Collect every line of the listing below that contains the string "building". Uppercase and lowercase letters count as different.

**** DATA LISTING ****

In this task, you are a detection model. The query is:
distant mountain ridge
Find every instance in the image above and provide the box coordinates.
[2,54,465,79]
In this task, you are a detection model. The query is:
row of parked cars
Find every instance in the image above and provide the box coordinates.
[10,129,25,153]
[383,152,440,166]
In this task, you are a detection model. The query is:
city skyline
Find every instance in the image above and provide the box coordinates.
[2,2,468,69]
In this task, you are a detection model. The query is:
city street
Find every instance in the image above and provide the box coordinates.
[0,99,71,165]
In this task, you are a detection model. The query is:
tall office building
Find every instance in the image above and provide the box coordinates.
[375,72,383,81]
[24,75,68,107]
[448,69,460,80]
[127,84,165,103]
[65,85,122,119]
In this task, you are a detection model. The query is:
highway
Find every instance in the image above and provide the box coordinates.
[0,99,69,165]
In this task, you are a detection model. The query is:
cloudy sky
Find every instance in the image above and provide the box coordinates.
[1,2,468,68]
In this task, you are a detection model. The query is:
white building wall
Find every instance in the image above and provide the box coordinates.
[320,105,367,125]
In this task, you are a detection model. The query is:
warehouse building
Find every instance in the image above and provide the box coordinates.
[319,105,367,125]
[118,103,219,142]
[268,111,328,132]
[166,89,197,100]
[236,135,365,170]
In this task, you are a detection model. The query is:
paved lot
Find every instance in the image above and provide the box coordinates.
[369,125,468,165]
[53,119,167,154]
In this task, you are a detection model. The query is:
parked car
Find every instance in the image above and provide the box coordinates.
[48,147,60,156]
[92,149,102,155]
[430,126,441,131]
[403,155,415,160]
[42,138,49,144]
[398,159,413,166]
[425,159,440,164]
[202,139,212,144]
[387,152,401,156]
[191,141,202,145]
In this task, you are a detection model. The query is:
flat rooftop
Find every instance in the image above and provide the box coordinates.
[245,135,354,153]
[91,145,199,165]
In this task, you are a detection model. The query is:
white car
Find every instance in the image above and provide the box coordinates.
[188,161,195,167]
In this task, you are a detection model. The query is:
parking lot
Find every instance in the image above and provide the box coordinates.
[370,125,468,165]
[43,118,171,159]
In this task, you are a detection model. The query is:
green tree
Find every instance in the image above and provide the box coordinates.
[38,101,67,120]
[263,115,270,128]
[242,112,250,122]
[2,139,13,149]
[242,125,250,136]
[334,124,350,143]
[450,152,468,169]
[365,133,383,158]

****

■ FINAL RESULT
tall office building
white building wall
warehouse building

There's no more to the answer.